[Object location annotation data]
** start **

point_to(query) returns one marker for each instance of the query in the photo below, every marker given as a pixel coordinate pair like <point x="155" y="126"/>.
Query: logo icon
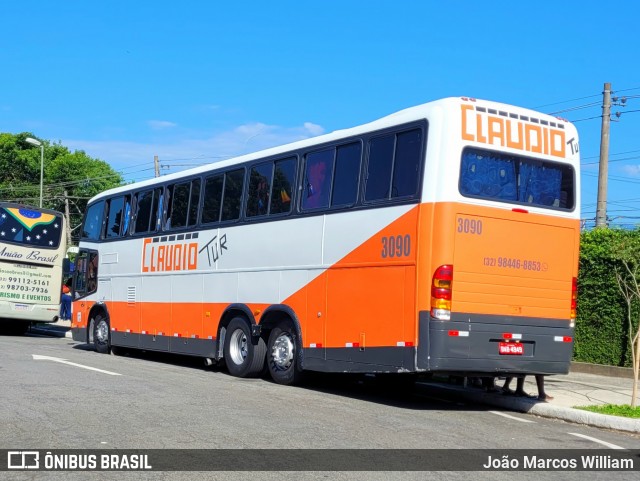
<point x="23" y="460"/>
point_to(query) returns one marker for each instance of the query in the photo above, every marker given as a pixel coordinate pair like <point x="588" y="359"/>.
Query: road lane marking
<point x="595" y="440"/>
<point x="37" y="357"/>
<point x="512" y="417"/>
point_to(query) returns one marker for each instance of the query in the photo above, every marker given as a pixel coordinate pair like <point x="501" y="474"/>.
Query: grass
<point x="622" y="410"/>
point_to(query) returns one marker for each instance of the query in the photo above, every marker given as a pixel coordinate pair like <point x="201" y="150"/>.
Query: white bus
<point x="442" y="238"/>
<point x="32" y="252"/>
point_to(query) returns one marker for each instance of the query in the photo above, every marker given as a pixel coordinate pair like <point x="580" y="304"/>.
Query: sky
<point x="197" y="81"/>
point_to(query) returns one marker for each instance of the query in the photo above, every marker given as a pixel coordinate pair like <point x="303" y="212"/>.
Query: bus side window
<point x="93" y="221"/>
<point x="114" y="217"/>
<point x="232" y="199"/>
<point x="318" y="174"/>
<point x="127" y="216"/>
<point x="347" y="172"/>
<point x="212" y="198"/>
<point x="259" y="189"/>
<point x="283" y="180"/>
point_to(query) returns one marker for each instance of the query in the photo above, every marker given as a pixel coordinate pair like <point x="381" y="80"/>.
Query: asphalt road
<point x="149" y="401"/>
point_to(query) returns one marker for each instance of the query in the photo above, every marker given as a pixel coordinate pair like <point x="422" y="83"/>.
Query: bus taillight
<point x="441" y="293"/>
<point x="574" y="301"/>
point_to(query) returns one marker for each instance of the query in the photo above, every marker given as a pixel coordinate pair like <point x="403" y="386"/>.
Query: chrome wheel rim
<point x="238" y="347"/>
<point x="102" y="333"/>
<point x="282" y="352"/>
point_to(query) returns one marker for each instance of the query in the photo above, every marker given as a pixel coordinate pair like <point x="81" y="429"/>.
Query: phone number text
<point x="511" y="263"/>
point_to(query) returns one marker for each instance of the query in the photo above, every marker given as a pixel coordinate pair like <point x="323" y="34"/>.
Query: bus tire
<point x="242" y="357"/>
<point x="101" y="334"/>
<point x="282" y="355"/>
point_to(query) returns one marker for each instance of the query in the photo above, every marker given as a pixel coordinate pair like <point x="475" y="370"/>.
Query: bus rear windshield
<point x="30" y="227"/>
<point x="510" y="178"/>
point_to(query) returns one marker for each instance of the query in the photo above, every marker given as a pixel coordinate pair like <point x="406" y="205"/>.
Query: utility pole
<point x="601" y="209"/>
<point x="67" y="216"/>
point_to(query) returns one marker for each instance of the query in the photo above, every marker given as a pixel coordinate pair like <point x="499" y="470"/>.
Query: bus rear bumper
<point x="473" y="344"/>
<point x="79" y="334"/>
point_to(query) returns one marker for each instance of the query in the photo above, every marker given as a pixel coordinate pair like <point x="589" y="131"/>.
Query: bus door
<point x="85" y="285"/>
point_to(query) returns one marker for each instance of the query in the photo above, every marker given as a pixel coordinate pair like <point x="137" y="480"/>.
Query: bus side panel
<point x="512" y="276"/>
<point x="125" y="316"/>
<point x="364" y="302"/>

** end **

Aim of the task:
Count the lines in the entries above that contain the string "side", treating case as significant. Reply with the number alone.

Response below:
2